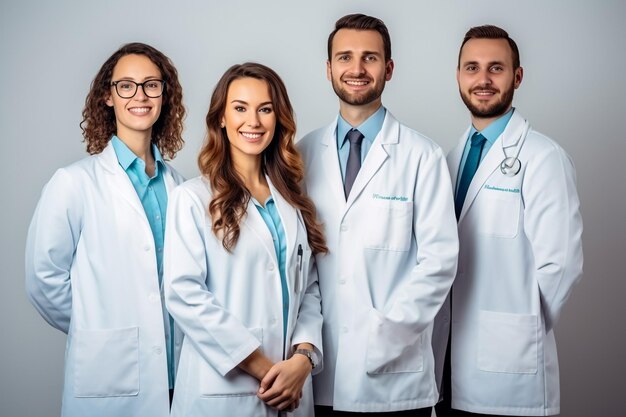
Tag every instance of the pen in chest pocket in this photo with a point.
(299, 269)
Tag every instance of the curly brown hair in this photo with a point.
(281, 161)
(99, 125)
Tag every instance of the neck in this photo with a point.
(480, 123)
(139, 144)
(357, 114)
(249, 170)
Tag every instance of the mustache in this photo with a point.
(484, 89)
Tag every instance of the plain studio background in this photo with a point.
(573, 90)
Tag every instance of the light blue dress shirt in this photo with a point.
(153, 196)
(271, 217)
(369, 129)
(491, 133)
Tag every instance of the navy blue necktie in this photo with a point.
(354, 159)
(471, 165)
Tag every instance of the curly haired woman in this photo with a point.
(95, 244)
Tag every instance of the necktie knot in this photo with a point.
(355, 137)
(354, 159)
(477, 139)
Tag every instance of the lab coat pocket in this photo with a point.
(106, 362)
(507, 342)
(389, 225)
(236, 383)
(391, 349)
(499, 213)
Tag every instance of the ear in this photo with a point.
(389, 69)
(519, 75)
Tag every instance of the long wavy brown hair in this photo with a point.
(281, 162)
(99, 125)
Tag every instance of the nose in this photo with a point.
(357, 67)
(484, 78)
(140, 94)
(253, 119)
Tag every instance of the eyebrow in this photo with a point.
(349, 52)
(245, 102)
(488, 64)
(148, 78)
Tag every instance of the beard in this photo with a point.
(359, 99)
(493, 110)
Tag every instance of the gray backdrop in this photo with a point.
(574, 84)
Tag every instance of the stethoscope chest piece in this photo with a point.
(510, 166)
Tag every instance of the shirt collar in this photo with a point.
(495, 128)
(369, 128)
(126, 157)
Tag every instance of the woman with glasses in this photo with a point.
(95, 244)
(239, 273)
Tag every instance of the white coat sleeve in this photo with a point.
(553, 225)
(220, 338)
(309, 322)
(419, 298)
(50, 246)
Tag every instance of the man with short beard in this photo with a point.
(383, 194)
(520, 246)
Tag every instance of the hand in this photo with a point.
(256, 364)
(281, 387)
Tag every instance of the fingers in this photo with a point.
(268, 380)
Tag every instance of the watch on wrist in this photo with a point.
(309, 354)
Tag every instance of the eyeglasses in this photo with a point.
(128, 88)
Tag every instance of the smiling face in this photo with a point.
(249, 119)
(357, 67)
(487, 78)
(135, 116)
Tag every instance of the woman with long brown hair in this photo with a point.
(240, 278)
(94, 249)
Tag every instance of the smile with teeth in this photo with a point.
(251, 135)
(357, 83)
(139, 110)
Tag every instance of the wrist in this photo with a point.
(309, 355)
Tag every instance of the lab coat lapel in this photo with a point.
(454, 160)
(330, 165)
(168, 178)
(121, 182)
(509, 138)
(389, 135)
(256, 224)
(289, 218)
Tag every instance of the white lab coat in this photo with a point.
(229, 304)
(91, 272)
(519, 257)
(393, 252)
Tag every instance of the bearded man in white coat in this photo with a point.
(520, 246)
(382, 193)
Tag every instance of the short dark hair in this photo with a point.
(360, 21)
(491, 32)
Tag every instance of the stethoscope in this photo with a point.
(511, 165)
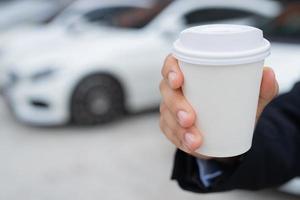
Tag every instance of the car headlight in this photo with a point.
(43, 74)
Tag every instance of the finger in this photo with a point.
(178, 105)
(268, 90)
(172, 72)
(190, 139)
(169, 133)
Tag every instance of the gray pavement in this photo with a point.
(129, 159)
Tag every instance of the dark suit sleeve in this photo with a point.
(273, 159)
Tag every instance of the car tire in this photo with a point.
(98, 99)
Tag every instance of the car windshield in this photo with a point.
(286, 26)
(128, 16)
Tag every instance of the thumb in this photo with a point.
(268, 90)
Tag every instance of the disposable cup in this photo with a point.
(222, 67)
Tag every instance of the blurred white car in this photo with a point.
(17, 12)
(109, 58)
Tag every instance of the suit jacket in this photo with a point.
(273, 159)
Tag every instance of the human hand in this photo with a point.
(177, 117)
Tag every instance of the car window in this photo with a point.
(126, 16)
(201, 16)
(285, 26)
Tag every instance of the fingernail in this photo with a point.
(182, 117)
(172, 76)
(189, 140)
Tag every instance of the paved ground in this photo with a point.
(126, 160)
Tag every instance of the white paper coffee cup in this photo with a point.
(222, 67)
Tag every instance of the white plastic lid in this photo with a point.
(221, 44)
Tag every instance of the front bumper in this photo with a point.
(41, 104)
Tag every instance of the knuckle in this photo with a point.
(161, 124)
(161, 85)
(162, 108)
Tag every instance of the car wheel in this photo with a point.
(98, 99)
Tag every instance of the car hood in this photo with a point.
(80, 51)
(26, 39)
(285, 61)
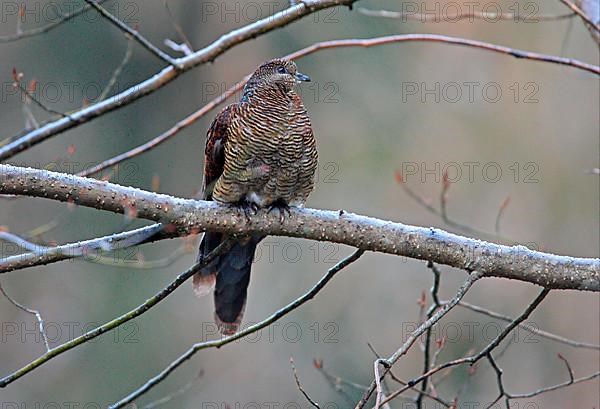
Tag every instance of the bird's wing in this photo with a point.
(214, 152)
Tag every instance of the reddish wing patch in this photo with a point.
(214, 153)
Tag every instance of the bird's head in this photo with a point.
(277, 72)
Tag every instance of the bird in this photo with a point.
(260, 153)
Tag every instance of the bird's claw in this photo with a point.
(283, 209)
(248, 208)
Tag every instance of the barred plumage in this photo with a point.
(259, 152)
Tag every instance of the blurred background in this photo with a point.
(501, 127)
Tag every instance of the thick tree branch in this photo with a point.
(367, 233)
(218, 343)
(110, 325)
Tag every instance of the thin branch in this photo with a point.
(133, 33)
(176, 394)
(472, 359)
(299, 385)
(47, 27)
(389, 362)
(187, 45)
(32, 98)
(117, 72)
(531, 329)
(189, 120)
(427, 347)
(403, 382)
(110, 325)
(241, 334)
(31, 311)
(174, 130)
(42, 255)
(186, 216)
(581, 14)
(449, 222)
(500, 213)
(460, 15)
(168, 74)
(555, 387)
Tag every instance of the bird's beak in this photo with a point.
(302, 78)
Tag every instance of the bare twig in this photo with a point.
(427, 343)
(581, 14)
(389, 362)
(40, 30)
(176, 394)
(500, 213)
(403, 382)
(188, 216)
(133, 33)
(472, 359)
(442, 215)
(241, 334)
(527, 327)
(184, 123)
(459, 15)
(29, 96)
(37, 314)
(299, 385)
(41, 255)
(151, 302)
(117, 72)
(187, 45)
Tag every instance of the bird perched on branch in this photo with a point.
(260, 153)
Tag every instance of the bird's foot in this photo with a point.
(282, 207)
(248, 208)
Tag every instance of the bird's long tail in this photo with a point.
(228, 274)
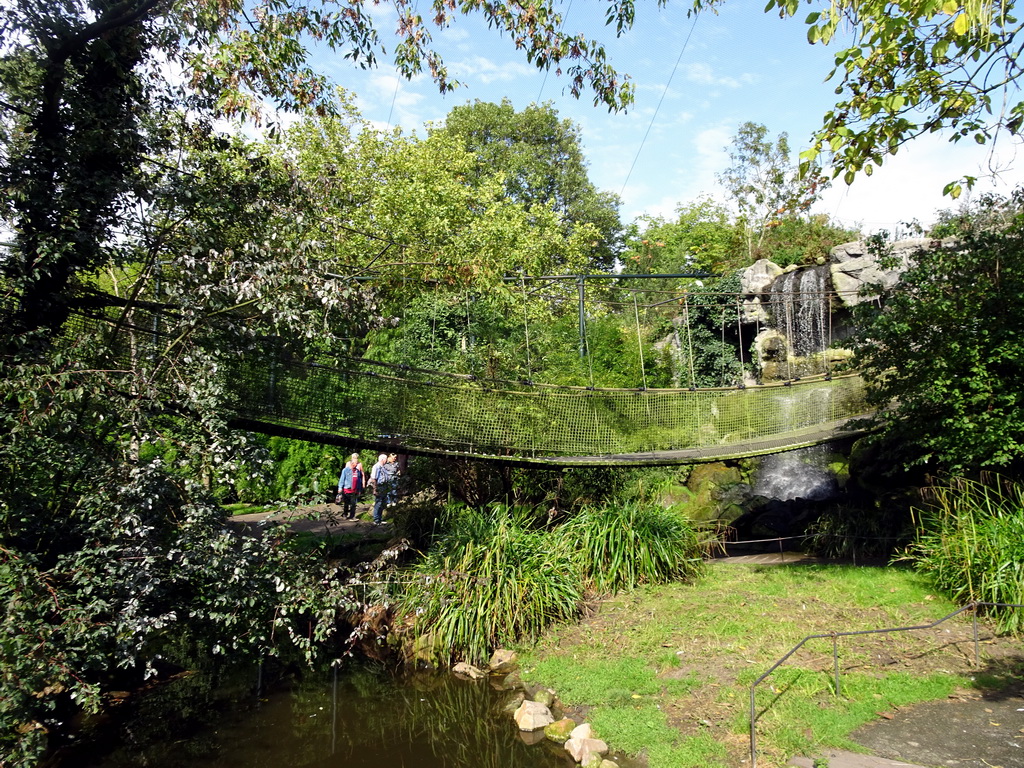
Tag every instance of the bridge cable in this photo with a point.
(560, 26)
(739, 334)
(657, 109)
(525, 326)
(636, 312)
(689, 337)
(791, 308)
(722, 357)
(824, 352)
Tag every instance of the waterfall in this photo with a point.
(797, 474)
(800, 309)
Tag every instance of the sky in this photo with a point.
(696, 82)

WHAT YOU ARE ASKED TO DO:
Reproduce the portion of the items that opens with the line containing "Tag every instance of the bare" and closes with the end of the items, both ends included. Leave each request unchanged, multiply every point coordinate by 1.3 and round it to the nearest whole number (halves up), and leave the pictures out of the answer.

OUTPUT FOR THIS TASK:
Tag every instance of the bare twig in this photo with a point.
(555, 446)
(755, 18)
(506, 471)
(52, 39)
(229, 512)
(650, 277)
(524, 497)
(244, 281)
(173, 43)
(614, 467)
(575, 280)
(313, 434)
(685, 425)
(239, 160)
(597, 20)
(38, 125)
(48, 408)
(389, 501)
(53, 332)
(196, 393)
(152, 94)
(243, 59)
Tag every instance of the bird perched on branch in this photo with a point.
(338, 199)
Tag every instance of the bird's foot in this photo with a point.
(367, 269)
(322, 270)
Tag every instance of the bird's long tail in this photo with a point.
(296, 356)
Tag every instance of the bridge cable in this photo with a point.
(728, 34)
(961, 434)
(854, 142)
(683, 424)
(827, 406)
(896, 438)
(1028, 400)
(939, 464)
(1071, 458)
Tag every instance of the waterfall in this photo with a point.
(1036, 616)
(1040, 402)
Tag every instance of the sky in this photo with a point.
(905, 107)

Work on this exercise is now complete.